Would you please output, word for word, the span of the listing below that opens on the line containing "Target — white vehicle." and closes on the line containing "Target — fallen log."? Include both ends and nothing more.

▸ **SOURCE DATA**
########################################
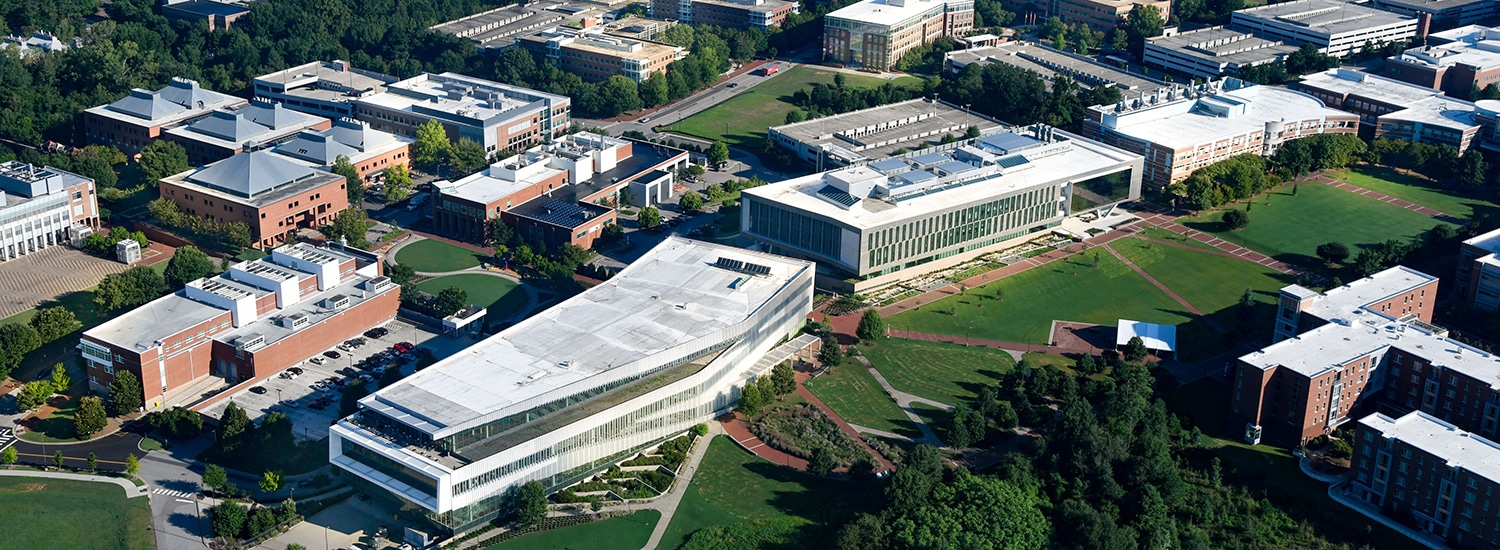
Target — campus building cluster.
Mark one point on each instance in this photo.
(857, 137)
(242, 325)
(1181, 129)
(663, 345)
(882, 222)
(561, 192)
(41, 207)
(876, 33)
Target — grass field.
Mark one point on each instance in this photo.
(941, 372)
(437, 257)
(1070, 289)
(500, 295)
(732, 486)
(1418, 189)
(44, 513)
(1290, 228)
(629, 532)
(744, 119)
(858, 399)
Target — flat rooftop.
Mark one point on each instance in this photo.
(1047, 63)
(1196, 117)
(852, 129)
(1329, 17)
(924, 183)
(1455, 447)
(668, 298)
(1224, 45)
(887, 12)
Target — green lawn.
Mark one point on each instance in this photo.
(1290, 228)
(744, 119)
(855, 396)
(629, 532)
(437, 257)
(1070, 289)
(941, 372)
(44, 513)
(1418, 189)
(501, 295)
(732, 486)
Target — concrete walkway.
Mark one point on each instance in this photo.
(131, 490)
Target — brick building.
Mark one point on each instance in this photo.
(240, 327)
(273, 195)
(1424, 471)
(135, 120)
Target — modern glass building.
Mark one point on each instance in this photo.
(663, 345)
(876, 224)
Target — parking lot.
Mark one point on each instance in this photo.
(297, 396)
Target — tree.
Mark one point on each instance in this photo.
(690, 201)
(830, 354)
(228, 519)
(452, 300)
(432, 146)
(822, 462)
(186, 266)
(531, 504)
(54, 322)
(216, 478)
(872, 327)
(270, 481)
(60, 379)
(650, 218)
(125, 393)
(162, 158)
(783, 378)
(1332, 252)
(719, 152)
(90, 417)
(33, 394)
(1235, 219)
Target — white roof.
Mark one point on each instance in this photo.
(668, 298)
(1152, 334)
(1455, 447)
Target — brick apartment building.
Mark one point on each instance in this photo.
(1430, 474)
(240, 327)
(135, 120)
(273, 195)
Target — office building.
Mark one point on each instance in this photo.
(1181, 129)
(1103, 15)
(492, 114)
(326, 89)
(1442, 478)
(884, 222)
(1049, 63)
(1212, 51)
(272, 194)
(734, 14)
(42, 206)
(663, 345)
(1460, 62)
(1335, 27)
(857, 137)
(560, 192)
(236, 328)
(1445, 14)
(249, 128)
(596, 56)
(876, 33)
(135, 120)
(1395, 110)
(369, 150)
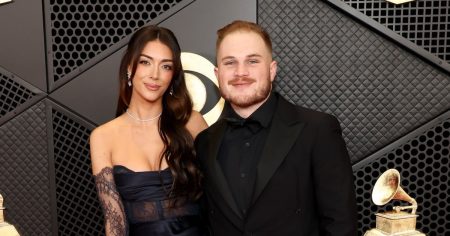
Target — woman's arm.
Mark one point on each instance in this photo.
(196, 124)
(114, 215)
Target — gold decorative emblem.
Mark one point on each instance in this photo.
(203, 86)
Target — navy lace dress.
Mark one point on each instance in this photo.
(148, 209)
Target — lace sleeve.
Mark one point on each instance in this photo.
(115, 220)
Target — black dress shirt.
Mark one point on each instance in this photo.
(241, 149)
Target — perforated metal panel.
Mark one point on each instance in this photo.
(329, 62)
(424, 22)
(12, 94)
(25, 183)
(82, 29)
(78, 208)
(424, 164)
(15, 95)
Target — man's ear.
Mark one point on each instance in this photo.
(216, 72)
(273, 70)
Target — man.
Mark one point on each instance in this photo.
(270, 167)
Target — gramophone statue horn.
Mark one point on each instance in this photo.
(5, 228)
(388, 187)
(397, 222)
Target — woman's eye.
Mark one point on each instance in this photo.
(167, 67)
(144, 62)
(228, 63)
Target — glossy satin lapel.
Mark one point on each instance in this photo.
(215, 171)
(281, 138)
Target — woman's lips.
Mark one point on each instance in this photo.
(152, 87)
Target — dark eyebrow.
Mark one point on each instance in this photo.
(227, 58)
(254, 55)
(151, 58)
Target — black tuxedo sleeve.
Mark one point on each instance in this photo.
(333, 181)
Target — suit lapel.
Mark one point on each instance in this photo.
(282, 135)
(214, 171)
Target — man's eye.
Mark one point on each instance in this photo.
(144, 62)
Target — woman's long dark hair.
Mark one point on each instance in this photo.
(177, 107)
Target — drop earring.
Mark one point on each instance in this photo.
(129, 79)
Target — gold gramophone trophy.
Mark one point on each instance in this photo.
(5, 228)
(397, 222)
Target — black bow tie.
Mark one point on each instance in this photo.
(235, 121)
(251, 124)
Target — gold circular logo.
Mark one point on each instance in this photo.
(203, 86)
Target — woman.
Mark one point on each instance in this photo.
(143, 160)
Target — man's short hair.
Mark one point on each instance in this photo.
(240, 25)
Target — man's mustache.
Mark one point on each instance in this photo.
(241, 80)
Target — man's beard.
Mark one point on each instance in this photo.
(248, 100)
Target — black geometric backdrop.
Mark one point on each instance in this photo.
(377, 89)
(385, 95)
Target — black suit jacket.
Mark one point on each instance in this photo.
(304, 184)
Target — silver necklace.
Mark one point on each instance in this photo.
(142, 120)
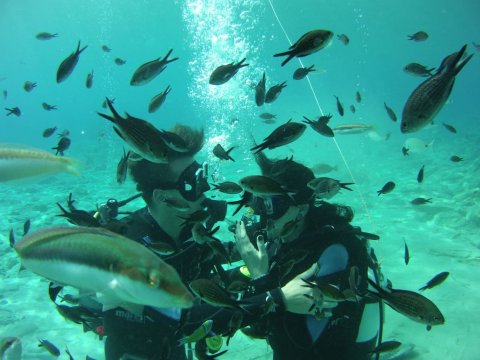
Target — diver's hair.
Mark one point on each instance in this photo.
(150, 176)
(289, 173)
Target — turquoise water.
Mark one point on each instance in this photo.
(442, 236)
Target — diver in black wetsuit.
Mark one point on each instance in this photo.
(291, 234)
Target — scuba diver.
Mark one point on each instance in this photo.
(281, 236)
(175, 203)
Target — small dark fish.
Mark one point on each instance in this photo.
(79, 217)
(420, 175)
(390, 112)
(49, 131)
(406, 253)
(228, 187)
(267, 116)
(89, 80)
(430, 96)
(282, 135)
(67, 65)
(158, 100)
(122, 167)
(47, 345)
(320, 125)
(421, 201)
(150, 70)
(302, 72)
(29, 86)
(274, 92)
(223, 73)
(344, 39)
(63, 144)
(358, 97)
(308, 44)
(119, 61)
(418, 36)
(26, 227)
(450, 128)
(221, 153)
(339, 106)
(260, 91)
(436, 280)
(386, 346)
(48, 107)
(11, 238)
(46, 36)
(417, 69)
(15, 111)
(389, 186)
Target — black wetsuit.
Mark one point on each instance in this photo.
(154, 335)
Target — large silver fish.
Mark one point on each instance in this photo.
(429, 97)
(148, 71)
(143, 137)
(309, 43)
(67, 65)
(94, 259)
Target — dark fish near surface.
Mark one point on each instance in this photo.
(406, 254)
(320, 125)
(260, 91)
(282, 135)
(301, 73)
(221, 153)
(49, 107)
(450, 128)
(228, 187)
(436, 280)
(148, 71)
(418, 36)
(339, 106)
(143, 137)
(262, 185)
(420, 174)
(421, 201)
(89, 80)
(388, 187)
(158, 100)
(29, 86)
(344, 39)
(429, 97)
(267, 116)
(390, 112)
(119, 61)
(49, 132)
(309, 43)
(15, 111)
(223, 73)
(46, 36)
(274, 92)
(67, 65)
(47, 345)
(122, 167)
(414, 306)
(418, 70)
(63, 144)
(358, 97)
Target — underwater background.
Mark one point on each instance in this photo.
(442, 235)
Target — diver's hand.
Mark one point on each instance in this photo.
(255, 260)
(294, 293)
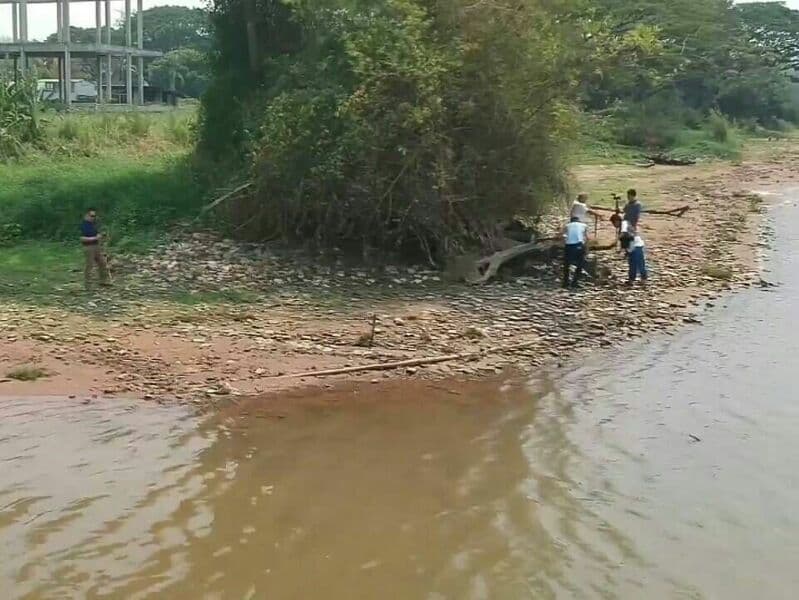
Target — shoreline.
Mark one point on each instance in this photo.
(306, 319)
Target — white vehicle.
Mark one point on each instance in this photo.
(82, 90)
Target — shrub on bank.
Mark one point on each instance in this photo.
(402, 126)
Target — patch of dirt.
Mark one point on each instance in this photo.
(255, 315)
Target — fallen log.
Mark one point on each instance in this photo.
(227, 196)
(672, 212)
(415, 362)
(671, 161)
(487, 268)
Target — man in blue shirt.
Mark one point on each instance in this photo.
(90, 238)
(632, 210)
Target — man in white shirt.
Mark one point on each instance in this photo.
(575, 236)
(636, 257)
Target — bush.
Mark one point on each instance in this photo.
(18, 123)
(402, 126)
(718, 126)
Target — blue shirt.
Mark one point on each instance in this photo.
(88, 229)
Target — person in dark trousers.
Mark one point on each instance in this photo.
(575, 236)
(636, 257)
(90, 239)
(632, 210)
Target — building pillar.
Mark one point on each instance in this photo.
(67, 55)
(140, 40)
(98, 21)
(128, 55)
(23, 21)
(15, 22)
(109, 72)
(59, 21)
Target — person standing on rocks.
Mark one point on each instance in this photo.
(636, 257)
(575, 236)
(632, 210)
(90, 238)
(580, 209)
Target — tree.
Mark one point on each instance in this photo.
(168, 28)
(773, 27)
(185, 70)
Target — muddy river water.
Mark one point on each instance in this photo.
(667, 469)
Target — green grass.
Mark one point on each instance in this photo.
(46, 199)
(715, 138)
(39, 269)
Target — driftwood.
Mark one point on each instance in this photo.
(228, 196)
(415, 362)
(672, 212)
(487, 268)
(665, 159)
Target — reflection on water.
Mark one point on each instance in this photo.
(667, 470)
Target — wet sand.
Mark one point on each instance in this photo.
(665, 469)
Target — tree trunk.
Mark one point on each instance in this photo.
(250, 14)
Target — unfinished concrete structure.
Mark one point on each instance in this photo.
(21, 49)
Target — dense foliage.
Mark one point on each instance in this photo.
(18, 123)
(411, 123)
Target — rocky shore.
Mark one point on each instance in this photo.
(250, 316)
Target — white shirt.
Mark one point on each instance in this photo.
(638, 242)
(580, 210)
(575, 233)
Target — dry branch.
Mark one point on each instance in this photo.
(227, 196)
(415, 362)
(673, 212)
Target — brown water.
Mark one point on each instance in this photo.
(667, 470)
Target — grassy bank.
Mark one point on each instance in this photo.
(134, 169)
(606, 140)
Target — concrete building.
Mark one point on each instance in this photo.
(21, 49)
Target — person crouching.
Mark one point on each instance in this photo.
(575, 236)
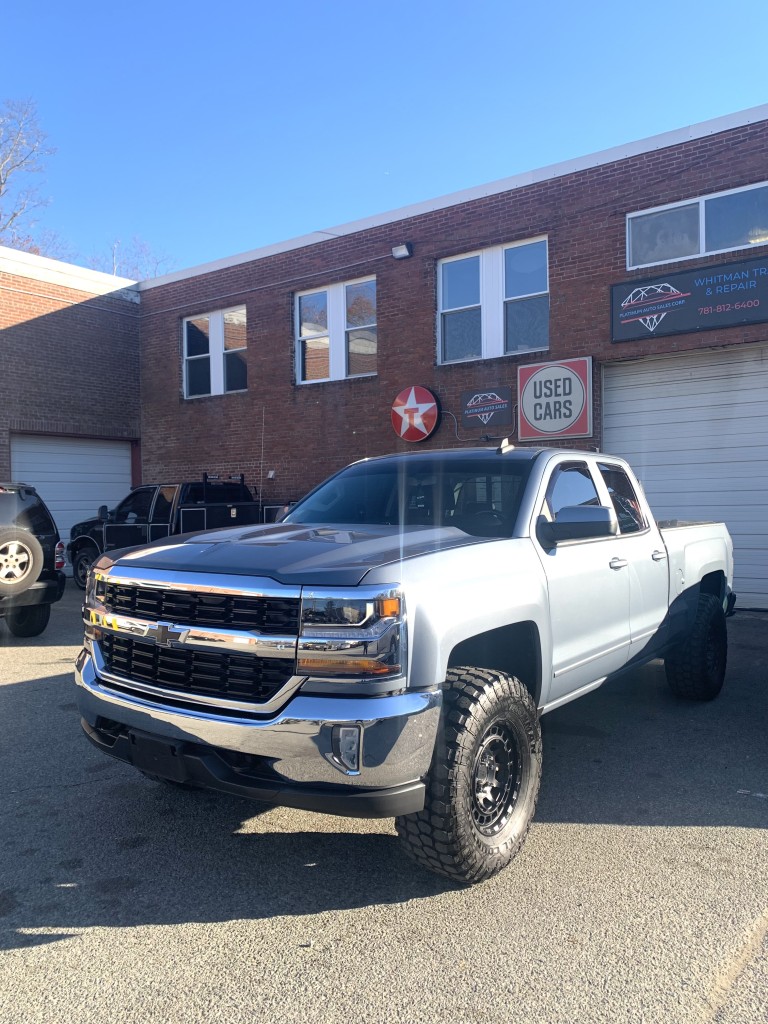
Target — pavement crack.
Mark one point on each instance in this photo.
(732, 969)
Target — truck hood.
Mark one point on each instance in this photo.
(294, 554)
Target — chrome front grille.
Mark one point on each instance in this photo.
(269, 614)
(221, 641)
(216, 675)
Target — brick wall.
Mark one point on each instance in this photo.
(69, 359)
(305, 431)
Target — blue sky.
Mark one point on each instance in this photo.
(209, 129)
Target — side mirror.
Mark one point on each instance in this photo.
(579, 522)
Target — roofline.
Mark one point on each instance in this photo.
(53, 271)
(666, 139)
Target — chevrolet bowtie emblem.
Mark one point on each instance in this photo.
(164, 635)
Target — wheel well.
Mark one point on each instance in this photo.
(713, 583)
(512, 649)
(84, 542)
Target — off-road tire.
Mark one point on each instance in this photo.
(28, 622)
(81, 562)
(483, 781)
(20, 561)
(695, 669)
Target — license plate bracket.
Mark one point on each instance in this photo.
(158, 757)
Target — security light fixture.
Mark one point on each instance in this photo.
(403, 251)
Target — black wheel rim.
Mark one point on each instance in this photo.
(497, 775)
(81, 568)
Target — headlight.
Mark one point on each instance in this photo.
(358, 633)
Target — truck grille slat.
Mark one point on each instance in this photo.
(265, 614)
(218, 674)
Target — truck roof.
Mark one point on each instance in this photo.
(455, 455)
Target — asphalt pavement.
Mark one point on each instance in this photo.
(641, 894)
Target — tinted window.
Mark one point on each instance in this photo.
(135, 508)
(625, 500)
(163, 504)
(198, 494)
(570, 484)
(477, 496)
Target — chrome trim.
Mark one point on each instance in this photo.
(167, 634)
(399, 730)
(238, 586)
(283, 694)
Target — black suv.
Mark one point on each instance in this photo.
(32, 557)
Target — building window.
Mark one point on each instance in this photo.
(215, 353)
(336, 332)
(718, 223)
(494, 302)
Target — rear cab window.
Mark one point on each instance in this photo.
(624, 498)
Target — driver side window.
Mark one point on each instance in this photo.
(135, 508)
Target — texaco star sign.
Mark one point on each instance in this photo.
(415, 414)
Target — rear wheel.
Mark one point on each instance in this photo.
(20, 561)
(483, 782)
(695, 669)
(29, 622)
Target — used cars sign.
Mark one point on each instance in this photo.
(555, 399)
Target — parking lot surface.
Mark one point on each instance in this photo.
(640, 896)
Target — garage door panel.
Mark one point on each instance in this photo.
(74, 475)
(694, 427)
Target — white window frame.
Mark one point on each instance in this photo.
(336, 333)
(216, 351)
(493, 301)
(700, 201)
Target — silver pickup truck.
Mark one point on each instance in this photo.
(389, 647)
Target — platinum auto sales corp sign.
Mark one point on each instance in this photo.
(555, 399)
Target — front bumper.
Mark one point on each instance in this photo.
(287, 760)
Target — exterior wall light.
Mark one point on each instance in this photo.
(403, 251)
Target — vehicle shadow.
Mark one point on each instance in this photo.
(87, 842)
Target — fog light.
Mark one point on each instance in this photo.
(346, 747)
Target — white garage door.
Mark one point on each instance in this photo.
(695, 429)
(74, 476)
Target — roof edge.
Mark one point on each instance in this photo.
(624, 152)
(53, 271)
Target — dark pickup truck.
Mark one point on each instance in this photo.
(151, 512)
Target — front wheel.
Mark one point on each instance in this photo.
(28, 622)
(695, 669)
(483, 781)
(81, 563)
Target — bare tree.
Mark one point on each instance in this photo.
(23, 153)
(135, 259)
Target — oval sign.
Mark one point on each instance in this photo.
(415, 414)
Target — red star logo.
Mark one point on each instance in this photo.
(415, 414)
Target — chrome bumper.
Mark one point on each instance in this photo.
(287, 759)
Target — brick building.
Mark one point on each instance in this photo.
(646, 264)
(69, 383)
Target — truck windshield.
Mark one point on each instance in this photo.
(477, 496)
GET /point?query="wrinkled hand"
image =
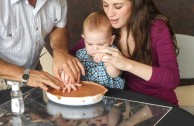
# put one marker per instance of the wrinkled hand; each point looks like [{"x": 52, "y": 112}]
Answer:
[
  {"x": 114, "y": 57},
  {"x": 68, "y": 86},
  {"x": 44, "y": 80},
  {"x": 69, "y": 64}
]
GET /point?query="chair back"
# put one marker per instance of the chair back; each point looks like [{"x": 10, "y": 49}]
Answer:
[{"x": 186, "y": 55}]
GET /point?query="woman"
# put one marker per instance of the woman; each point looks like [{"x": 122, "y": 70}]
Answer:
[{"x": 147, "y": 48}]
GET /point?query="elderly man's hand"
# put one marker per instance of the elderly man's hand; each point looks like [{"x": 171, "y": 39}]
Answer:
[{"x": 44, "y": 80}]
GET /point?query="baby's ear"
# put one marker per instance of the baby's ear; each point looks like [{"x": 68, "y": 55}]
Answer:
[
  {"x": 112, "y": 39},
  {"x": 82, "y": 36}
]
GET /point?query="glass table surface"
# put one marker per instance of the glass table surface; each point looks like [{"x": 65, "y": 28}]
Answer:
[{"x": 109, "y": 112}]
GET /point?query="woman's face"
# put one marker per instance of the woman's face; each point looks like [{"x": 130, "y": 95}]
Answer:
[{"x": 119, "y": 12}]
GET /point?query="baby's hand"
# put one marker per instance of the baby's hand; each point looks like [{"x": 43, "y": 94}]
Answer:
[
  {"x": 68, "y": 86},
  {"x": 97, "y": 57}
]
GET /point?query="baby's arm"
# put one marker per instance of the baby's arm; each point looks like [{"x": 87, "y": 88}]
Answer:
[{"x": 110, "y": 69}]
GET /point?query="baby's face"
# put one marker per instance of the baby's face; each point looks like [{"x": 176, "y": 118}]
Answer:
[{"x": 96, "y": 40}]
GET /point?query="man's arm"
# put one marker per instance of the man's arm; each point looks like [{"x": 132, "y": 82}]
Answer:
[
  {"x": 10, "y": 71},
  {"x": 37, "y": 78},
  {"x": 62, "y": 61}
]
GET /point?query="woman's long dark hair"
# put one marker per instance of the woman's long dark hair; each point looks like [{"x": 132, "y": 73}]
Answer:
[{"x": 143, "y": 13}]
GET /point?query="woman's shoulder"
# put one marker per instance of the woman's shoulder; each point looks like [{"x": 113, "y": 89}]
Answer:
[
  {"x": 158, "y": 23},
  {"x": 159, "y": 27}
]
########################################
▸ **RESPONSE TO THIS TASK**
Target — white vehicle.
Mark one point on each instance in this photo.
(82, 90)
Target — shrub on bank.
Mark one point on each instance in this photo.
(402, 126)
Target — patch of dirt.
Mark one point on each instance in this photo.
(255, 315)
Target — fallen log.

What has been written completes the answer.